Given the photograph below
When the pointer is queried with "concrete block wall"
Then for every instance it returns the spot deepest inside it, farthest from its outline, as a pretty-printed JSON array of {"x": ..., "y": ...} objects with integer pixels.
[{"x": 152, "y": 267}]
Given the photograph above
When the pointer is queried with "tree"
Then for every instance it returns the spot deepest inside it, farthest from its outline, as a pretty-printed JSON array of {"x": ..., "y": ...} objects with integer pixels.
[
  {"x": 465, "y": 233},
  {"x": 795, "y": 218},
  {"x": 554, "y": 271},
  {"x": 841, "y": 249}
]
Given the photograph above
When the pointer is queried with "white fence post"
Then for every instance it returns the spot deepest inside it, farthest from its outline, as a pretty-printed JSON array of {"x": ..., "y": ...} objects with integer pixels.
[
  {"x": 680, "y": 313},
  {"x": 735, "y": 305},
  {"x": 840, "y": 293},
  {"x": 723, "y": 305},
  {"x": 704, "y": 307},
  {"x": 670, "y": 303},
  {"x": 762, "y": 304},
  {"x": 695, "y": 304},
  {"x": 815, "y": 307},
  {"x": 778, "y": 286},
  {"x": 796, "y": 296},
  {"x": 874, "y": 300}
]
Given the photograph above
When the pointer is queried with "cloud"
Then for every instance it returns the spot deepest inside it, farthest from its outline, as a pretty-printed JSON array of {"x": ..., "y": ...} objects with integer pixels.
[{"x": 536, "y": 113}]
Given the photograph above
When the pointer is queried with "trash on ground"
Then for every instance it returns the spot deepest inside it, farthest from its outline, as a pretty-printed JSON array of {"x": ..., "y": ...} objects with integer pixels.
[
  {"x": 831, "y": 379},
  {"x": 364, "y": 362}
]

**Aim:** Rewrite every one of the lines above, switching "pointer" to "locator" and leaving the rest untouched.

**Written response:**
Given the photograph below
When the locator is queried with "concrete block wall"
Then for every instance it returns the spot deepest inside it, farthest from its outline, as a pretty-printed JSON array of {"x": ..., "y": ...} objects with integer pixels.
[{"x": 152, "y": 267}]
Given the photograph above
When the locator is queried with "tree"
Then for every instance it returns the spot deepest inside it, farthest from its outline, as a pretty-printed JSON array of {"x": ..., "y": ...} objects with integer pixels.
[
  {"x": 465, "y": 233},
  {"x": 795, "y": 218},
  {"x": 554, "y": 271},
  {"x": 841, "y": 249}
]
Given the photograph above
When the locator is queried with "white fence post"
Then for every instance it returns the spot deepest inside it, farthest from its outline, as a pretty-printed JSON array of {"x": ..., "y": ...} objects with integer pixels.
[
  {"x": 680, "y": 313},
  {"x": 735, "y": 305},
  {"x": 840, "y": 293},
  {"x": 723, "y": 305},
  {"x": 704, "y": 307},
  {"x": 670, "y": 303},
  {"x": 762, "y": 304},
  {"x": 695, "y": 304},
  {"x": 815, "y": 307},
  {"x": 778, "y": 286},
  {"x": 796, "y": 296},
  {"x": 874, "y": 300}
]
Given the photograph above
When the locator is queried with "cloud"
Then for every instance it returns the spot deepest inside it, farthest from its outline, as a pretty-printed JSON array of {"x": ..., "y": ...} objects with integer pixels.
[{"x": 536, "y": 113}]
Given the photograph above
When the locator is queried with "trash on ground"
Then for every instance it returns the spot deepest inside it, farthest from its outline, as a pretty-printed JSON array of {"x": ..., "y": ...} objects with integer pixels.
[
  {"x": 831, "y": 379},
  {"x": 364, "y": 362}
]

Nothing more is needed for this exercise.